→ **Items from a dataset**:

>> Begin

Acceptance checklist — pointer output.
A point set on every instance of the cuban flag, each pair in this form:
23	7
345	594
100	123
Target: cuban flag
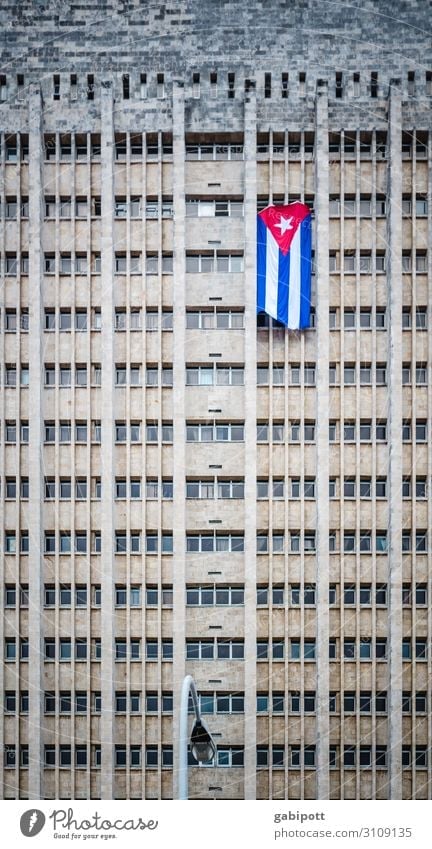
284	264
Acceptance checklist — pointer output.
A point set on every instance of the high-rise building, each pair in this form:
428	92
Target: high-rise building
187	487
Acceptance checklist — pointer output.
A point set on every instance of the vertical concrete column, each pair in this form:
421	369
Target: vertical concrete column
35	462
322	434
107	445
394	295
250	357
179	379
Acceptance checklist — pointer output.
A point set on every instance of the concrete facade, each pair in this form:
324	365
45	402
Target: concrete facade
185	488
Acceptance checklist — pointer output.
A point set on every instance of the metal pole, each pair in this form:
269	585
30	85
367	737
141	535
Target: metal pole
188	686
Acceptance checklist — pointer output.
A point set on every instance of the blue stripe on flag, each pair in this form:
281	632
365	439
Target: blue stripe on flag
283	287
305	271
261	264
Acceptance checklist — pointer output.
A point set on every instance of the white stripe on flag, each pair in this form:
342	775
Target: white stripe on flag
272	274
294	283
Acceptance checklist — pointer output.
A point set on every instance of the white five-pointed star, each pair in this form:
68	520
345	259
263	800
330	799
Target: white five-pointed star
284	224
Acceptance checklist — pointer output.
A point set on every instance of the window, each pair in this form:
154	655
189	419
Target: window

>> End

→ **The problem**: Do not include images; quote all of the entries above exactly.

→ **Complete output**:
Acceptance checklist — pointer output.
A point set on every instance of the cuban flag, each pair in this form:
23	7
345	594
100	123
Target: cuban flag
284	264
Acceptance checklist — pointer output.
A point set on every instance of the high-rise building, each pair in this form:
428	92
Target: high-rise building
187	487
Acceptance checklist — pointer output.
A point set on every instance of the vertical concrete column, each pair in this form:
421	369
Target: vertical concrete column
35	462
322	434
107	445
394	295
250	357
179	379
Acceptance checklist — pointer output.
A point set on every instance of the concrete facade, each pair in this form:
324	365
45	402
Target: concrete facade
185	488
Acceptance checklist — pointer output.
A point set on every instance of the metal pole, each pair in this form:
269	585
30	85
367	737
141	535
Target: metal pole
188	686
Acceptance checklist — pointer output.
A point set on every instance of the blue stripe on flag, each pair in this form:
281	632
365	439
Target: blue stripe on flag
283	287
305	271
261	264
Acceptance checklist — pointer output.
A point set on every instance of the white stripe on flag, each pair in this form:
342	775
Target: white stripe on flag
272	274
294	283
Acceptance checklist — pointer output.
A point set on every instance of the white five-pointed star, each pair in this form:
68	520
345	259
263	800
330	799
Target: white five-pointed star
284	224
Acceptance checklist — pointer output.
A point set on every instance of the window, each pair in this form:
154	655
189	419
Target: window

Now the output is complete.